### TASK REQUIREMENTS:
Reproduce the lines below word for word, starting at the first one and ending at the line that contains "Prompt: white satin gown".

### EXERCISE DATA:

■ ■ ■ ■

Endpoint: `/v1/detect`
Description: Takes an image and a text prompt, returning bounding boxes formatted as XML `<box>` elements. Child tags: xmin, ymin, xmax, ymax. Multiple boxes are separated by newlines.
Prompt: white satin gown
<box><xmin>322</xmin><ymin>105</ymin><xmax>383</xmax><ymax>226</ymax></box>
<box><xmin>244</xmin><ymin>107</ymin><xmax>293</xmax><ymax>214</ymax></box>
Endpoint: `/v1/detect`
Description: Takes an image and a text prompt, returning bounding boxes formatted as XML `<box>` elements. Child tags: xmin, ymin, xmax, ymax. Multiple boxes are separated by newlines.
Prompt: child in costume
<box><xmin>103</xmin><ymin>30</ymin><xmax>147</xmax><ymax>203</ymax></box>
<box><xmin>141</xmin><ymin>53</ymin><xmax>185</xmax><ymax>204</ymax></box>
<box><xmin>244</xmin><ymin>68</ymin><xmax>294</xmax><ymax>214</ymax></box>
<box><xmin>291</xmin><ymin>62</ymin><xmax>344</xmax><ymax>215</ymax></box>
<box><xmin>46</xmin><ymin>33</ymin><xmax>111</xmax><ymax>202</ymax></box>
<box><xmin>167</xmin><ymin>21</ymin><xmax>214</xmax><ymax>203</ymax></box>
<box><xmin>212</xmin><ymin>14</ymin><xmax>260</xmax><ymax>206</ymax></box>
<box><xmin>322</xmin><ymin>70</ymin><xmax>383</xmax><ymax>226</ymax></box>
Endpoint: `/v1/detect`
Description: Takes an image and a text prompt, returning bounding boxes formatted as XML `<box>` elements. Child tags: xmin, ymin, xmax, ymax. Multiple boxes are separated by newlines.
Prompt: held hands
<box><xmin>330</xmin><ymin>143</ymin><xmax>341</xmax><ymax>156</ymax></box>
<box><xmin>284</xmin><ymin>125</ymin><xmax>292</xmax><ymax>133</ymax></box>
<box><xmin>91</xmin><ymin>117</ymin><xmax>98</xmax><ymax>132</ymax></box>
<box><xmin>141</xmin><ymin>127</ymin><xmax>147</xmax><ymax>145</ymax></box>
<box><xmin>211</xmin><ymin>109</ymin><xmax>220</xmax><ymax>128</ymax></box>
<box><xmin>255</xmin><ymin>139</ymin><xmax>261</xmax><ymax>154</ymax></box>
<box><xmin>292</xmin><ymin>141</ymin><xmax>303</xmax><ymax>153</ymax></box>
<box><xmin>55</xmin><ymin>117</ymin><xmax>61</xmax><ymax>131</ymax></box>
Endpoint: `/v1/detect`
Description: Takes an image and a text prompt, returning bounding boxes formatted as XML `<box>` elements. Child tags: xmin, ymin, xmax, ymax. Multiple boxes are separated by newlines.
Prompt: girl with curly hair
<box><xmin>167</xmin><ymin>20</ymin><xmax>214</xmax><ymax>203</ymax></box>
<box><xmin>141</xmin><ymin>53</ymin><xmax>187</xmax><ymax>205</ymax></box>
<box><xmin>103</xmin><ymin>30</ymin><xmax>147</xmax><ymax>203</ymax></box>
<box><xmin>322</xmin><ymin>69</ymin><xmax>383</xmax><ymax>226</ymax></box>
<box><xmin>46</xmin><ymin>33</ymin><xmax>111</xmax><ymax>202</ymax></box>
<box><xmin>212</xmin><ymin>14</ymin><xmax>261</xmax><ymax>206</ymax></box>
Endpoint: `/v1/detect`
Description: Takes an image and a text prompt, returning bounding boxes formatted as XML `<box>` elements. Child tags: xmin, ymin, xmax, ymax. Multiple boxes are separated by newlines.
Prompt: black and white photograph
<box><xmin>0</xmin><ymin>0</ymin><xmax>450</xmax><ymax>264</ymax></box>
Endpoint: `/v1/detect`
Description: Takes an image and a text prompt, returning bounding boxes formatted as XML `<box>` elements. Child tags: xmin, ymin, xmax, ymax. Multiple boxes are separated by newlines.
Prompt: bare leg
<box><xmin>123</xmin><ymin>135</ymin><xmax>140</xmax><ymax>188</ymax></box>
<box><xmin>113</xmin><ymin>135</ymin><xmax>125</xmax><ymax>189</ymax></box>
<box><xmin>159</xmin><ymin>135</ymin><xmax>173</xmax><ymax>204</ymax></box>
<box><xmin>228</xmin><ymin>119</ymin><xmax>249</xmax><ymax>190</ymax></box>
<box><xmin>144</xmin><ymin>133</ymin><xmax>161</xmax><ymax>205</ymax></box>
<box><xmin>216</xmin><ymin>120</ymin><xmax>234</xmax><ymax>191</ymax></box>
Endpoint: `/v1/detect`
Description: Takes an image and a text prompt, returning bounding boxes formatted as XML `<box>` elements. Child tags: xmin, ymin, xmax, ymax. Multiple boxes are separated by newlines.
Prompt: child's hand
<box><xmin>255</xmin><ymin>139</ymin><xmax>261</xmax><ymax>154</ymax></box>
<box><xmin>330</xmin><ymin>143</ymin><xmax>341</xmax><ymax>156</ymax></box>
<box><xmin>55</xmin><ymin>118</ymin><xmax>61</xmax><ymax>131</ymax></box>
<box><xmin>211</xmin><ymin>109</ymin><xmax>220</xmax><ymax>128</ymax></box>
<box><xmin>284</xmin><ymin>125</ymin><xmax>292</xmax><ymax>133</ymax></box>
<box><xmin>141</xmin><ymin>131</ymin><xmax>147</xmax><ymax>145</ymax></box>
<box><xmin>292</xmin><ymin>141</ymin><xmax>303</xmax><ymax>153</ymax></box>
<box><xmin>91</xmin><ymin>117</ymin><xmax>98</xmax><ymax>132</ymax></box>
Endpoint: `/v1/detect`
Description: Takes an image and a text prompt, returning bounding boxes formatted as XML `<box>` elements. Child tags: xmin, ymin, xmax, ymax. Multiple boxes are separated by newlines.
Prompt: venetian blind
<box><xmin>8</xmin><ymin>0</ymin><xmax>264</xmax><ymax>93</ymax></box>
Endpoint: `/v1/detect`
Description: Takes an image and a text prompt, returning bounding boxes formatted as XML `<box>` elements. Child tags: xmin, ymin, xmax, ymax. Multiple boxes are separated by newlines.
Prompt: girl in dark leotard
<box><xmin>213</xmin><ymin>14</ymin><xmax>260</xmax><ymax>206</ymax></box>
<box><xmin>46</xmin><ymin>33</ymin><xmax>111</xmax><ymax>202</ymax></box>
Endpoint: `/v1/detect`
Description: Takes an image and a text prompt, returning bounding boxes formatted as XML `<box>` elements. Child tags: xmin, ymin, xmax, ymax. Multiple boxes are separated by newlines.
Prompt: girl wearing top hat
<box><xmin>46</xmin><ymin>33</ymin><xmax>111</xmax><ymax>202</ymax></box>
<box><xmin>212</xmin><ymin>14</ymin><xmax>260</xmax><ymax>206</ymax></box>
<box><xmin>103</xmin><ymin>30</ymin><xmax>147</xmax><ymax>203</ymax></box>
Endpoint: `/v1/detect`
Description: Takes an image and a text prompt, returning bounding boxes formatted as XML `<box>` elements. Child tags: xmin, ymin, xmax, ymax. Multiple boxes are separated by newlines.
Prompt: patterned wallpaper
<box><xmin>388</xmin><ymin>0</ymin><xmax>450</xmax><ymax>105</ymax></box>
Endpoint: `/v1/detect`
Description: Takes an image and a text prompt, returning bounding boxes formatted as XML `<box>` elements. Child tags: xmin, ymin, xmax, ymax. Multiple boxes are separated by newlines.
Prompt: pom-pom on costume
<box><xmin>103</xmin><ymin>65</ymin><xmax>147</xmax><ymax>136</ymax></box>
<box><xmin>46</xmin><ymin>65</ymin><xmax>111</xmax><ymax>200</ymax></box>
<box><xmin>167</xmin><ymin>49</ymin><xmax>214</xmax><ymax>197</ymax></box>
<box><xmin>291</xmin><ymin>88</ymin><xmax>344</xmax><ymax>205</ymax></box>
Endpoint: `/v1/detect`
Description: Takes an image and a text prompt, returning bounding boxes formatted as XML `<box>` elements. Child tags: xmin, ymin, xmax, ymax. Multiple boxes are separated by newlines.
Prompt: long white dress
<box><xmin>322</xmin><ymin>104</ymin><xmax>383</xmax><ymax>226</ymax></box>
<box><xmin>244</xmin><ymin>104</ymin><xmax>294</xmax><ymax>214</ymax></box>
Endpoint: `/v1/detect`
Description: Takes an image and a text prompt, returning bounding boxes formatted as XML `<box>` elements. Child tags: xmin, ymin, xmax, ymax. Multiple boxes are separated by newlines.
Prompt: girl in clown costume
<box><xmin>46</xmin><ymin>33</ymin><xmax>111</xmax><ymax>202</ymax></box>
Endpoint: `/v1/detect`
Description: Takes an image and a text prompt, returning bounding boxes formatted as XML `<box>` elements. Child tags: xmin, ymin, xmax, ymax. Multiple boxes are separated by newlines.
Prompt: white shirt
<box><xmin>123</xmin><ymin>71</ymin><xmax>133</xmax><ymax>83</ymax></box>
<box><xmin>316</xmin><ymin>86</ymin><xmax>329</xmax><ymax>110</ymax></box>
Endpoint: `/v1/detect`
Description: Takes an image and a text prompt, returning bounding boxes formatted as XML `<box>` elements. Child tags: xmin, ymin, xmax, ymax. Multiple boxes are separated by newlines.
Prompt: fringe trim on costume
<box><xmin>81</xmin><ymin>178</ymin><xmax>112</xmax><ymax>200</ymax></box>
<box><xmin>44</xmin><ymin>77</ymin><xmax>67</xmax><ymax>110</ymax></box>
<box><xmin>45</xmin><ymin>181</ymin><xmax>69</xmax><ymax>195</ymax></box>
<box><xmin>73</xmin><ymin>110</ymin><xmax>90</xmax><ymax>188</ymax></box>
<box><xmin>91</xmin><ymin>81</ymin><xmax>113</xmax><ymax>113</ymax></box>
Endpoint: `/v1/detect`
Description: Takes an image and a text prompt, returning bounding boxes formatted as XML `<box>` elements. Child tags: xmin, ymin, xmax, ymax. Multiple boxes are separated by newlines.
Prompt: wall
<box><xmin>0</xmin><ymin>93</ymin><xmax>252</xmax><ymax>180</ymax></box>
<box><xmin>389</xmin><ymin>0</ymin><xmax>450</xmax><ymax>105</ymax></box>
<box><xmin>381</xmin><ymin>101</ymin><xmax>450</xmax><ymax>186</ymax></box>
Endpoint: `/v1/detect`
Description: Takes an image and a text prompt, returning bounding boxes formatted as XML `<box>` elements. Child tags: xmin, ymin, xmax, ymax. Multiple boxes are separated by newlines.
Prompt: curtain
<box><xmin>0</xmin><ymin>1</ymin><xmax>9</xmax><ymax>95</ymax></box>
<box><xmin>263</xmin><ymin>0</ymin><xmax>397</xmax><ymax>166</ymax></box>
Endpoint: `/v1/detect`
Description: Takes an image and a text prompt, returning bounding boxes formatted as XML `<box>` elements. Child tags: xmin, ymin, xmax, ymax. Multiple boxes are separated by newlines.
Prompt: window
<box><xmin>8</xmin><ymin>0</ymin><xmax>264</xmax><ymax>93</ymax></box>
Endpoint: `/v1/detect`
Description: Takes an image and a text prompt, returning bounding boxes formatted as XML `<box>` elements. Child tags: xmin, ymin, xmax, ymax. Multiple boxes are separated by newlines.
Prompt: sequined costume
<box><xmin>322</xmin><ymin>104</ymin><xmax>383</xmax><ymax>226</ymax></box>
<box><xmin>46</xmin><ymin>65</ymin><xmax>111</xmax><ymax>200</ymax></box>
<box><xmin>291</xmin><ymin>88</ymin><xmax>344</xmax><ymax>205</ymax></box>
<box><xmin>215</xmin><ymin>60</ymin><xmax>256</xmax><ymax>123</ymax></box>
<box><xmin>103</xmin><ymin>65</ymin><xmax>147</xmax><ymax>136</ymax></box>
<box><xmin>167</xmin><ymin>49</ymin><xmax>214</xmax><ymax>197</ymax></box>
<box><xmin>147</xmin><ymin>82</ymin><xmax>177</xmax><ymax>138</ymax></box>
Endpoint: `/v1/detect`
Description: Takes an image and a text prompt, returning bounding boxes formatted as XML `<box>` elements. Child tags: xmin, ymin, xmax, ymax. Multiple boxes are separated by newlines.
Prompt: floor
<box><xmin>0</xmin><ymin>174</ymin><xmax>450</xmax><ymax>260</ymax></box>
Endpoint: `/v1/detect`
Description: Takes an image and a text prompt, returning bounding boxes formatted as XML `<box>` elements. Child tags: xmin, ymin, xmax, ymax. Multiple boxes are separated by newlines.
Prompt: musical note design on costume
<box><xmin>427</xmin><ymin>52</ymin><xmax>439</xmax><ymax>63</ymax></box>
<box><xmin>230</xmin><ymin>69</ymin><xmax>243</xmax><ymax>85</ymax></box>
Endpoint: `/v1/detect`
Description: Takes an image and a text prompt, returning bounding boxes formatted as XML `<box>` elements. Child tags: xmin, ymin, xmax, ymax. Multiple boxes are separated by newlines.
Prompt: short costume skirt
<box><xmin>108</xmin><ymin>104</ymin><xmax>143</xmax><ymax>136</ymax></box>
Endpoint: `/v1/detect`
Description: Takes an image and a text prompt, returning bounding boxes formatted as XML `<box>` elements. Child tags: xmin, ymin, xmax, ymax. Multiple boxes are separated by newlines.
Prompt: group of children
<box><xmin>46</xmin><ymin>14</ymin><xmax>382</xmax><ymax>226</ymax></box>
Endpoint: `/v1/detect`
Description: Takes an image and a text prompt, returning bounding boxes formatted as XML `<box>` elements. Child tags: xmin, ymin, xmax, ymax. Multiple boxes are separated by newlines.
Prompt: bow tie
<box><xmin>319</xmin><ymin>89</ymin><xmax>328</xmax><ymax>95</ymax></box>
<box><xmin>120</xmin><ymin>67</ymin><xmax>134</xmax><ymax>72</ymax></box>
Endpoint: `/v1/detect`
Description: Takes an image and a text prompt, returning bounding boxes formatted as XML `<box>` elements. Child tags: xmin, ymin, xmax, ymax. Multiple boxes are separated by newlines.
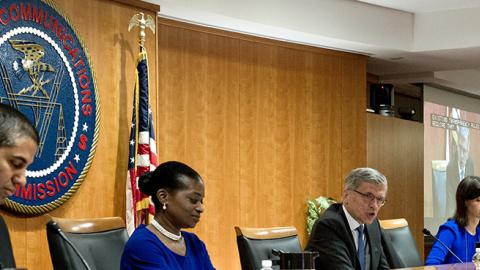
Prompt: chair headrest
<box><xmin>51</xmin><ymin>217</ymin><xmax>125</xmax><ymax>233</ymax></box>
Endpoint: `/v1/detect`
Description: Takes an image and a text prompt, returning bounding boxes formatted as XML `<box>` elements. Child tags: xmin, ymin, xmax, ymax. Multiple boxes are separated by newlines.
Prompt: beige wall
<box><xmin>2</xmin><ymin>0</ymin><xmax>367</xmax><ymax>270</ymax></box>
<box><xmin>367</xmin><ymin>114</ymin><xmax>423</xmax><ymax>257</ymax></box>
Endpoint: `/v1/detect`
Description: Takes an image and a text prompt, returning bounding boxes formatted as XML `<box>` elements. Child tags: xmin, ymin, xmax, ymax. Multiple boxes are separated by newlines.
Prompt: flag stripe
<box><xmin>125</xmin><ymin>52</ymin><xmax>158</xmax><ymax>234</ymax></box>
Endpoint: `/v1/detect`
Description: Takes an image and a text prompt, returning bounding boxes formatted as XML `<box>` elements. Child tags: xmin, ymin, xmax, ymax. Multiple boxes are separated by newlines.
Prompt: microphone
<box><xmin>422</xmin><ymin>228</ymin><xmax>463</xmax><ymax>263</ymax></box>
<box><xmin>49</xmin><ymin>221</ymin><xmax>91</xmax><ymax>270</ymax></box>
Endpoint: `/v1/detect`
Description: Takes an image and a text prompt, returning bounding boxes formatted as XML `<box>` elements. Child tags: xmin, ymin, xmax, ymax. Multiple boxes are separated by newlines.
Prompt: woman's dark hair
<box><xmin>138</xmin><ymin>161</ymin><xmax>202</xmax><ymax>210</ymax></box>
<box><xmin>453</xmin><ymin>176</ymin><xmax>480</xmax><ymax>227</ymax></box>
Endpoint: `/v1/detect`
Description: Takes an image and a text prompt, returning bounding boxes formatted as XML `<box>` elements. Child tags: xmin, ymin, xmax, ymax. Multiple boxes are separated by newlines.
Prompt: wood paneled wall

■ ■ ■ ■

### TASK OUTPUT:
Endpoint: `/v1/detect`
Description: Takes an image and a text prompt, returning bounding boxes formatted as XML `<box>` elements. Child tags: xmin, ymin, xmax, ymax. Multiple boxes are separated by newlines.
Prompt: white satin gown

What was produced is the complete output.